_EXERCISES TO COMPLETE:_
a: According to the freeway passage, what was SR 510 renumbered as on December 18, 1987?
b: Please reproduce a section of the freeway passage word for word, starting at "In 1992, the" and ending at "to Loop 101.".

_PASSAGE:_
▼▼▼

General Location of National System of Interstate Highways, a 1955 proposal for what would become the Interstate Highway System, included a spur freeway from what would become Interstate 10, proceeding north along a route similar to the modern Piestewa Freeway. The road was later designated I-510.

The routing of the freeway later appeared in route logs in 1968 under the designation of State Route 510 and the name Squaw Peak Freeway.

The freeway was originally named the Squaw Peak Parkway. The modern usage of the word squaw, which can be perceived as a derogatory term for Native American women, had led to guidelines from the U.S. Board on Geographic Names that the word should be phased out of the names of natural features. In 2003, Governor Janet Napolitano announced her intent to rename the peak for which the freeway was named. That same year, U.S. Army specialist and Arizona native Lori Piestewa was killed in the 2003 invasion of Iraq. According to U.S. Army records, Piestewa was the first known Native American woman to be killed on foreign soil while serving in combat for the military. As such, Governor Napolitano thought this was an appropriate new name for the peak, which by extension affected the name of the freeway.

The original 5 mi of the freeway between McDowell Road and Glendale Avenue were constructed by the city of Phoenix (as the Squaw Peak Parkway) between 1986 and 1991. The first overpass to be completed was in 1986 at Osborn Road. In 1987, the bridge over the Grand Canal had been completed, as well as the overpass at McDowell Road and the southbound connector to eastbound I-10. On December 18, 1987, SR 510 was renumbered SR 51. Also completed in 1987 were the overpasses at Colter Street and Missouri Avenue that passed over the freeway. Several more overpasses were completed in 1988 including those located at Indian School Road, Highland Avenue, Camelback Road and Bethany Home Road. Also in 1988, the state established a corridor for the freeway from Glendale Avenue north to Loop 101 after rapid growth and increased traffic demand on the east side of Metro Phoenix made the extension necessary. In 1989, the bridge over the Arizona Canal was complete, as well as the overpass at Thomas Road. The southbound Route 51 connector ramp to eastbound Loop 202 and the 20th Street overpass were completed in 1990. The city of Phoenix had the freeway completed as far north as Glendale Avenue in 1991. During much of the road's early days in the 1990s, several decorative pots were mounted on top of the noise mitigation walls, which were a source of controversy at the time of their installation due to cost and aesthetics. One resident installed a gold toilet in protest. Some were taken down, however, during the ADOT reconstruction project between McDowell Road and Shea Boulevard in 2004.

In 1992, the southern portion was handed over to the Arizona Department of Transportation. Since then, it has been extended to Loop 101 and retrofitted with rubberized asphalt, standardized signage, an additional general purpose lane to create three lanes in each direction, and a high-occupancy vehicle lane up to Loop 101.

▲▲▲

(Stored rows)
▼▼▼

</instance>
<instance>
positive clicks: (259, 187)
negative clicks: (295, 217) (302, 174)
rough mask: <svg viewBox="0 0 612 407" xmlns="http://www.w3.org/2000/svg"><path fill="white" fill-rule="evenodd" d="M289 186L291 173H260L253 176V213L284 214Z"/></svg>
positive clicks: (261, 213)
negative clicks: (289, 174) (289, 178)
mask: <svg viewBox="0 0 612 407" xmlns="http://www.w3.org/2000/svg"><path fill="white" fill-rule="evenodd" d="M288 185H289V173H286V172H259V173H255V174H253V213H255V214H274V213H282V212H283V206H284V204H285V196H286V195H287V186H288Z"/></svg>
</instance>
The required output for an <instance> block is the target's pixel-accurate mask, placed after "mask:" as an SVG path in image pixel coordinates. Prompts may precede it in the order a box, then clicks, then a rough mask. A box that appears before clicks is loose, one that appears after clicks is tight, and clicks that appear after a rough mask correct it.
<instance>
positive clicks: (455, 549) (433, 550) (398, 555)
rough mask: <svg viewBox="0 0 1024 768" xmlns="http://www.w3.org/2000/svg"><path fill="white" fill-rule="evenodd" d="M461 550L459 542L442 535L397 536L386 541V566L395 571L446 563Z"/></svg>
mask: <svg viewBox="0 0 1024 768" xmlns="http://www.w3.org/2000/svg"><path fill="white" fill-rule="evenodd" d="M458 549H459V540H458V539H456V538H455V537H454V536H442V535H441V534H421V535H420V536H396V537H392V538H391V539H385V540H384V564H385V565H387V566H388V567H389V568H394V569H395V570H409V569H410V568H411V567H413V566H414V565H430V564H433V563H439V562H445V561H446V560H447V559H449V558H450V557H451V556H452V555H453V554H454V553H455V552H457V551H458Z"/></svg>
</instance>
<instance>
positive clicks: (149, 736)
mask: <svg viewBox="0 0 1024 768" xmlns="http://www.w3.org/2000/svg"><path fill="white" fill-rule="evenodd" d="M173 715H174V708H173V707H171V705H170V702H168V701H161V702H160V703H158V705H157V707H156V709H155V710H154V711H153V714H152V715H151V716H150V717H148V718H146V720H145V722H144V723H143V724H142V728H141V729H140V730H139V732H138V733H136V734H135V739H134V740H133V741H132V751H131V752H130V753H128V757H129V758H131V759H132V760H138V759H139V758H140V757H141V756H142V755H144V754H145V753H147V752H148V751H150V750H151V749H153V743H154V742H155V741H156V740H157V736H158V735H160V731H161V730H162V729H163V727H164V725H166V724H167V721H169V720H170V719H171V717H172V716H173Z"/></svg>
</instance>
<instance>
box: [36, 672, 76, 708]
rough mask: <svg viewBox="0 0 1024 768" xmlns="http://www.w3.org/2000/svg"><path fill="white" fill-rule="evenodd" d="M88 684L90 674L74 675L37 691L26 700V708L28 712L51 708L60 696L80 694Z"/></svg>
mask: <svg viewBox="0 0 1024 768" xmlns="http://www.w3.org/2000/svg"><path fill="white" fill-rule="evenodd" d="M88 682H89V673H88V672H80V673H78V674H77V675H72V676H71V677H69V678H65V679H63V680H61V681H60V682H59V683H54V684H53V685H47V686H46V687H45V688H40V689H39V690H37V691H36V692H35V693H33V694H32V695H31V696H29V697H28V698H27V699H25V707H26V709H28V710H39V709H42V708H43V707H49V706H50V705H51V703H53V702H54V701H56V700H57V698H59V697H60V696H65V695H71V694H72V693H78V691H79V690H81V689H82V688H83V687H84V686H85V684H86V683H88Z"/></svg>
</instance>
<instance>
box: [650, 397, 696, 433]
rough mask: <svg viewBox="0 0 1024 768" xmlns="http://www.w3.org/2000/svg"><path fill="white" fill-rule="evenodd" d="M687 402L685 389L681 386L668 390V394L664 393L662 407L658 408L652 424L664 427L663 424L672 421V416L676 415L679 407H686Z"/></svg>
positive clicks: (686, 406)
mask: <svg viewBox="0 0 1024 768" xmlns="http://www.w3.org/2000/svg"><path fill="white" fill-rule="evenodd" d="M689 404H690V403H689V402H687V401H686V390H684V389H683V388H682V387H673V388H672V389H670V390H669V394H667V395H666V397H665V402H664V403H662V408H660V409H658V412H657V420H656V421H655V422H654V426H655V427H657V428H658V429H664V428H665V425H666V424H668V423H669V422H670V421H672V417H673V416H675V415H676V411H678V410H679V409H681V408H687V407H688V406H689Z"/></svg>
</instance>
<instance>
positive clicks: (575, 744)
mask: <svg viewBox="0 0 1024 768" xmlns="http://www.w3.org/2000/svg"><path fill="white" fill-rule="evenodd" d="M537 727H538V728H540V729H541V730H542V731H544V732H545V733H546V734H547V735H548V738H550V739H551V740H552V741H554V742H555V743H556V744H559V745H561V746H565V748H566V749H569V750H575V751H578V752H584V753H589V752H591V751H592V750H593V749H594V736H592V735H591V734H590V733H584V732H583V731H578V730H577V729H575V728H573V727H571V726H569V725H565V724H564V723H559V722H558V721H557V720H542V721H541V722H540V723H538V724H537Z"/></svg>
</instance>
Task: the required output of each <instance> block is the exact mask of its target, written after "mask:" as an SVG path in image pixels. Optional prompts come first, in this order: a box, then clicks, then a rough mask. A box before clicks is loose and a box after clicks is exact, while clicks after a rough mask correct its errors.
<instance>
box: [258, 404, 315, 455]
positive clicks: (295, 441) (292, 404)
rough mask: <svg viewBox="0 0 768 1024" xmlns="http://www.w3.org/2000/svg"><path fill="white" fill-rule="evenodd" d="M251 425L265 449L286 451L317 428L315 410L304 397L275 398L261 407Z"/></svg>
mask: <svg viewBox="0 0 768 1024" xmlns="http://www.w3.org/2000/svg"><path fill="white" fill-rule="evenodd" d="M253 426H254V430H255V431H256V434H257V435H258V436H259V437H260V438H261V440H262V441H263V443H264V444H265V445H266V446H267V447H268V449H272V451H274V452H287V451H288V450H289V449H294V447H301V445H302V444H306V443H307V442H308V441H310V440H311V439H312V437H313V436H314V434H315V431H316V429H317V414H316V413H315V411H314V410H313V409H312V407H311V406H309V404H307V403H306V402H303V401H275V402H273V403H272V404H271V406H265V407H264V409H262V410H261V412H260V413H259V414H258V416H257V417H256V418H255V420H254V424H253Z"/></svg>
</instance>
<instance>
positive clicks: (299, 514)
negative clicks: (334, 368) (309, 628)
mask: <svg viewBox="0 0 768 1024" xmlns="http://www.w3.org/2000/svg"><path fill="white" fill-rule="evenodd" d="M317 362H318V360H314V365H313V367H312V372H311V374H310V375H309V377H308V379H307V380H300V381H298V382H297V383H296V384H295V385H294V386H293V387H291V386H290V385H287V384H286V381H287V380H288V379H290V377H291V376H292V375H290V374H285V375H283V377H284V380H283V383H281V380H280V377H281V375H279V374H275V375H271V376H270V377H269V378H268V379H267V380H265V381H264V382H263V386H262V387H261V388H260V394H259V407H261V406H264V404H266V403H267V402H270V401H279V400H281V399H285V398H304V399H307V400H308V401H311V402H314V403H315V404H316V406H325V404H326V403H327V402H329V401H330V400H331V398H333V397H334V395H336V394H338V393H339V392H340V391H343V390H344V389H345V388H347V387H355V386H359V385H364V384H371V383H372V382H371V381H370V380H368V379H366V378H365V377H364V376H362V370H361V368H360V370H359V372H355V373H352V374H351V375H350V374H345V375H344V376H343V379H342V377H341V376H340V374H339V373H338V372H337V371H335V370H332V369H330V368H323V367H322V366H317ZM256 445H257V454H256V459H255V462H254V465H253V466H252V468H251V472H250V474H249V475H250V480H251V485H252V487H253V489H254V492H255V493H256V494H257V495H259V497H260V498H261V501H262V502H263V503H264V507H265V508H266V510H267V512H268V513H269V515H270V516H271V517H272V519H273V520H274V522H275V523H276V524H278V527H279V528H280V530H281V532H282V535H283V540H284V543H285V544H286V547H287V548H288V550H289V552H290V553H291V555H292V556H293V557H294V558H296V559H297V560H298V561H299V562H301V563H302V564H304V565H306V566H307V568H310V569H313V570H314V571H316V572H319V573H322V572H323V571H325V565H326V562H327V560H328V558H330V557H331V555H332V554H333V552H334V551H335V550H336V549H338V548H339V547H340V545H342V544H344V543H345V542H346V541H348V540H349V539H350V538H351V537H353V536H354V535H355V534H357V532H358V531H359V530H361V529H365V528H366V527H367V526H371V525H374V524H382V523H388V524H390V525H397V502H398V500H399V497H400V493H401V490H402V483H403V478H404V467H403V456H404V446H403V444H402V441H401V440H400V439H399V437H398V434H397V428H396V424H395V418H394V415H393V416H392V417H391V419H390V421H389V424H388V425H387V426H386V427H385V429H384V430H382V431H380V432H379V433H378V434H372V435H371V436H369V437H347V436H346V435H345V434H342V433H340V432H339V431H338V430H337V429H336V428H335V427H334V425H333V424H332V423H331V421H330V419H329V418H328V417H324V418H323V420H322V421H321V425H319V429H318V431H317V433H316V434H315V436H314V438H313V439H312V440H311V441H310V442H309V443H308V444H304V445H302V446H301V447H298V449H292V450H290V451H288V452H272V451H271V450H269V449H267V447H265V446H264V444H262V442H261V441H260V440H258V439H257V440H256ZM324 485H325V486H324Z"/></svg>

▲▲▲

_RESPONSES BY TASK:_
a: SR 51.

b:
In 1992, the southern portion was handed over to the Arizona Department of Transportation. Since then, it has been extended to Loop 101 and retrofitted with rubberized asphalt, standardized signage, an additional general purpose lane to create three lanes in each direction, and a high-occupancy vehicle lane up to Loop 101.